Exact copies of all the records are the expected output.

*** SUPPLIED MATERIAL ***

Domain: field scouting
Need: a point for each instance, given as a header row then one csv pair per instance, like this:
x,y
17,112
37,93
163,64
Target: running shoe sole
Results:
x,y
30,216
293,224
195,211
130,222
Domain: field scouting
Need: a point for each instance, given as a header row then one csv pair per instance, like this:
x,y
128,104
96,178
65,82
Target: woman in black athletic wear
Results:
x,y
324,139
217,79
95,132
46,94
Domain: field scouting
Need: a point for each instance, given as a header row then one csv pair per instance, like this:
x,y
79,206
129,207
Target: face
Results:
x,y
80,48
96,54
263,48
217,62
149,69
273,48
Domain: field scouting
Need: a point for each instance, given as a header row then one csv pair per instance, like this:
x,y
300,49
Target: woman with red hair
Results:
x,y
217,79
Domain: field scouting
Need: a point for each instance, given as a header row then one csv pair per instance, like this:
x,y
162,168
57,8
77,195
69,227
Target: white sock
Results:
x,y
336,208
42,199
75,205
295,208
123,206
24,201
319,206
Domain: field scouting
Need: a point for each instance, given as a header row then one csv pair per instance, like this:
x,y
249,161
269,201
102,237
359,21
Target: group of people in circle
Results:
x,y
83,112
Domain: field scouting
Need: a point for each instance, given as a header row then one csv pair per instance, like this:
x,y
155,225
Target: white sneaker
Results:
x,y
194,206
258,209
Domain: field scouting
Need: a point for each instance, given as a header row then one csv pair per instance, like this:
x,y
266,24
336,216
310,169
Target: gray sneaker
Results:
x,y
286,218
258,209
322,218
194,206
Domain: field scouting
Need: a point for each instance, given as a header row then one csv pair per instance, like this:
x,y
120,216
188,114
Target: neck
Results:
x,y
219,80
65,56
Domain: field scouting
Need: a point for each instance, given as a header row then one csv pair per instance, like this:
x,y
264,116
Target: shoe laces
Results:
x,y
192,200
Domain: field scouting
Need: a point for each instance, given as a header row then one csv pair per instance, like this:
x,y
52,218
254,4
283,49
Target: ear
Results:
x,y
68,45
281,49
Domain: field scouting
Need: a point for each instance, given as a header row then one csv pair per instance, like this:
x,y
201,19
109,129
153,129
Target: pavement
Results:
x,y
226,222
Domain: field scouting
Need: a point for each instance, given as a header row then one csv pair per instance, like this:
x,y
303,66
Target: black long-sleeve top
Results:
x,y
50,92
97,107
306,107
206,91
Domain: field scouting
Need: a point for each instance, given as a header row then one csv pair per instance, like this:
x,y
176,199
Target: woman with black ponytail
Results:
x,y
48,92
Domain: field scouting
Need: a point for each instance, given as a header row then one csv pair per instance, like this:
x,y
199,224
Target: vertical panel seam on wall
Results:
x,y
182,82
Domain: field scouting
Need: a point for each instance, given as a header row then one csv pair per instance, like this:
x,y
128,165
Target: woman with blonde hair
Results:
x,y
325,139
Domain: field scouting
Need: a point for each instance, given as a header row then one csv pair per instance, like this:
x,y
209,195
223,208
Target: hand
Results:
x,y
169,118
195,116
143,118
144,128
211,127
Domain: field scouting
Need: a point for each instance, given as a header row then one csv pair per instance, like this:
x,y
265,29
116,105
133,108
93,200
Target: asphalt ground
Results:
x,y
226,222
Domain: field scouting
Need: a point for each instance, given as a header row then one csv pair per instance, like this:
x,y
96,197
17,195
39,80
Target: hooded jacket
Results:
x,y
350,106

*** End of SUPPLIED MATERIAL ***

### THE ANSWER
Domain: field scouting
Need: a point for each instance, given as a header row then one csv pair per instance, like this:
x,y
17,112
37,93
163,64
Target: running shoe sole
Results:
x,y
30,216
293,224
195,211
130,222
Domain: field scouting
Need: a point for each instance, given as a header row then one csv pair per instance, like this:
x,y
128,104
96,178
65,82
Target: woman in black athletic wear
Results:
x,y
324,139
217,79
95,132
46,94
Domain: field scouting
Need: a point for each instance, given as a header row then one csv pair per instance, like this:
x,y
79,206
129,207
Target: face
Results:
x,y
80,48
96,54
263,48
217,62
149,69
273,48
Domain: field scouting
Need: a point for each instance, given as a header row then one csv pair per instance, like this:
x,y
300,49
Target: woman with red hair
Results:
x,y
217,79
Domain: field scouting
Need: a point for each instance, given as a header row then one csv pair per instance, like this:
x,y
162,168
57,8
77,195
69,227
Target: white sock
Results:
x,y
336,208
42,199
75,205
295,208
123,206
24,201
319,206
Domain: field scouting
Need: a point for each instance, given as a header row then one csv pair per instance, like this:
x,y
249,161
269,201
102,237
359,21
Target: group of people in circle
Results:
x,y
83,112
Domain: field scouting
Need: a point for each instance, given as a header row then one csv pair per instance, like this:
x,y
155,225
Target: white sneaker
Results:
x,y
194,206
258,209
Domain: field scouting
Need: a point for each instance, given as a header row then one csv pair per instance, like this:
x,y
266,24
336,216
310,169
Target: gray sneaker
Results:
x,y
286,218
258,209
322,218
194,206
Domain: field scouting
Need: a point for each instance, given as a header row then one csv pair per instance, like this:
x,y
120,216
188,114
Target: neck
Results:
x,y
219,80
65,56
Domain: field scouting
Need: a point for each instance, given as a header row then one csv pair per instance, like this:
x,y
264,116
Target: shoe laces
Results:
x,y
192,200
Domain: field scouting
Need: a point for each instance, given as a header row then one csv pair per instance, like this:
x,y
52,218
254,4
283,49
Target: ear
Results:
x,y
68,45
281,49
Domain: field scouting
Need: a point for each instance, given as a header row then one csv pair per instance, like this:
x,y
201,19
109,129
153,129
Target: pavement
Results:
x,y
226,222
Domain: field scouting
Need: a point for each instance, given as a header row then one csv pair per instance, like this:
x,y
303,66
Target: black long-sleeve top
Results:
x,y
50,92
97,107
306,107
206,91
Domain: field scouting
Need: a point for each instance, given as a header row then one csv pair per instance, like this:
x,y
176,199
Target: woman with black ponytail
Results:
x,y
48,92
Domain: field scouting
Need: a point for each instance, given as a header row then one csv pair per instance, like this:
x,y
199,224
Target: vertical panel seam on wall
Results:
x,y
182,82
Domain: field scouting
Need: a point for each instance, given as a header row then one csv pair per instance, like this:
x,y
128,165
Target: woman with blonde hair
Results:
x,y
325,139
Domain: field scouting
Need: a point for each instance, given as a header row then one csv pair per instance, like this:
x,y
209,195
223,208
Target: hand
Results:
x,y
169,118
195,116
143,118
144,128
211,127
Domain: field scouting
Need: a point for each instance, given as a header row then one csv pair per instance, like this:
x,y
265,29
116,105
133,108
93,200
Target: asphalt ground
Results:
x,y
226,222
Domain: field scouting
Need: a point for each instance, given as a header row then one csv pair per instance, like this:
x,y
96,197
17,195
39,80
Target: hooded jacket
Results:
x,y
350,106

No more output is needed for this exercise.